## Esercizio breve
Riporta soltanto le righe dei record comprese tra quella che contiene "mark the region of every instance of the teeth" e la fine dei record, entrambe incluse, riscalando di un fattore 1,35 ogni coordinata dei vertici nelle risposte e arrotondandola all'intero, con le metà per eccesso. Lascia invariate le richieste e i loro esempi di formato, e ometti le immagini.
━━ Dati
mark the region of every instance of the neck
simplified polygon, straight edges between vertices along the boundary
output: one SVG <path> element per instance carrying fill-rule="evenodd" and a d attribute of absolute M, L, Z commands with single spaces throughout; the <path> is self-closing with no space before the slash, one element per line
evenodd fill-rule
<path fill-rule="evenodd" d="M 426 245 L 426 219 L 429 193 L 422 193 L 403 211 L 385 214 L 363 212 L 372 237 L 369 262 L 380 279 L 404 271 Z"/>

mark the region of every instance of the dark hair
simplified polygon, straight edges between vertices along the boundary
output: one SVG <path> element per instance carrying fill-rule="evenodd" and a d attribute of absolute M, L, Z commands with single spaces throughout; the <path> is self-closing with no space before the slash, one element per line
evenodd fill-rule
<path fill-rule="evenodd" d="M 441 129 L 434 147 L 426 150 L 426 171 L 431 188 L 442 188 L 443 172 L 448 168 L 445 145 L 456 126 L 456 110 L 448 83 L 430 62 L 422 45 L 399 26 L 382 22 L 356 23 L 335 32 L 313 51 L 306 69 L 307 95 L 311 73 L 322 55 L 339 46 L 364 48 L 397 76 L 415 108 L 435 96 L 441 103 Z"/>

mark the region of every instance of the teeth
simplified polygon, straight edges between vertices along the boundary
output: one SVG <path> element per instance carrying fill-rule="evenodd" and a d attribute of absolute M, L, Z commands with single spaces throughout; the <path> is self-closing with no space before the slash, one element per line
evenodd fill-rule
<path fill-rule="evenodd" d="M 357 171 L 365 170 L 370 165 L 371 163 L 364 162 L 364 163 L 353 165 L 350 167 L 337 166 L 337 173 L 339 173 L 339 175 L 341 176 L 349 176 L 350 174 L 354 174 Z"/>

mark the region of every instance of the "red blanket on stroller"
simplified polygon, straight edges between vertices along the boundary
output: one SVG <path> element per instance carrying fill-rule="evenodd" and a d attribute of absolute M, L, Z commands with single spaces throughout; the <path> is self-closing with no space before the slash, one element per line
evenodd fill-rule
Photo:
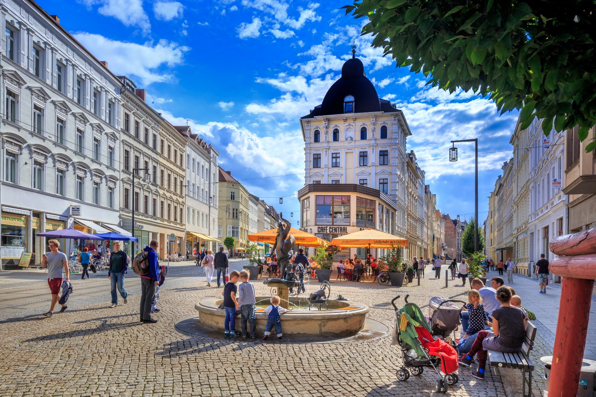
━━━━
## Soluzione
mark the region of every instance of the teeth
simplified polygon, straight edges between vertices along the boundary
output: one SVG <path> element per instance carrying fill-rule="evenodd" and a d attribute of absolute M, L, Z commands with single spaces throughout; the <path> is self-closing with no space before the slash, one element per line
evenodd fill-rule
<path fill-rule="evenodd" d="M 482 231 L 493 230 L 500 223 L 501 220 L 491 219 L 491 220 L 477 223 L 473 225 L 455 224 L 455 234 L 458 234 L 458 236 L 460 238 L 471 238 L 473 235 L 478 235 Z"/>

mark the region of every instance of the "red blanket on stroller"
simplified polygon, straight edges between vertices along the boundary
output: one SVG <path> element per instance carrying fill-rule="evenodd" and a d attribute of absolute M, L, Z commands with single spaces throughout; the <path> is self-closing with no space before the slash, one element per line
evenodd fill-rule
Photo:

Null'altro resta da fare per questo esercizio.